Ein Komödiant, der sich ohne viele Worte vorstellt, ist Wolfgang Robert. Er ist der älteste im Bunde, 74 Jahre alt (Schall ist meines Wissens erst 71 Jahre alt), er kennt Heyme bereits seit 25 Jahren und hat in einer Vielzahl seiner Inszenierungen mitgewirkt. Er und Peter Kaghanovitch werden die Sunny Boys der Produktion sein. Beide haben wir vier Studenten bereits in der „Ion“-Inszenierung in Lausanne erlebt. Er wird den Pantalone spielen.
Brigitte Horn wirkt auf mich wie die Zwillingsschwester von Christine Kaufmann, macht einen verträumten, zerbrechlichen Eindruck auf mich und lässt ab und an, vor allem wenn sie Wolfgang Robert nachäfft, eine nicht unsympathische Zickigkeit durchblicken. Ihre dünne Fistelstimme ist sehr charmant. Sie spielt die Smeraldina.

•••••

_ARBEITSANWEISUNG_. Seit wie vielen Jahren kennt Wolfgang Robert Heyme laut dem ausgewählten Auszug?

_DATENTEIL_.
•••••

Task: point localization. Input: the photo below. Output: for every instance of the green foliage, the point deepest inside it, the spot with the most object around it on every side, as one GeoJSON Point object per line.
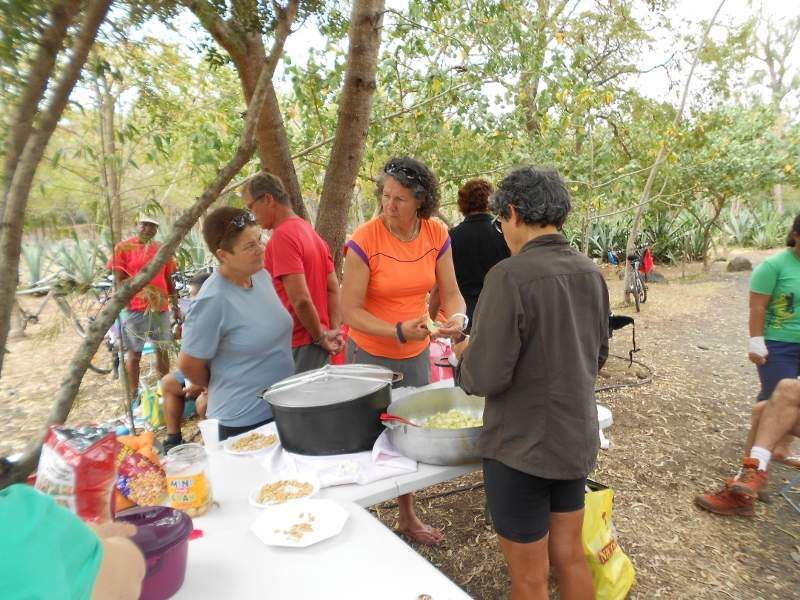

•••••

_GELÖSTE AUFGABE_. Seit 25 Jahren.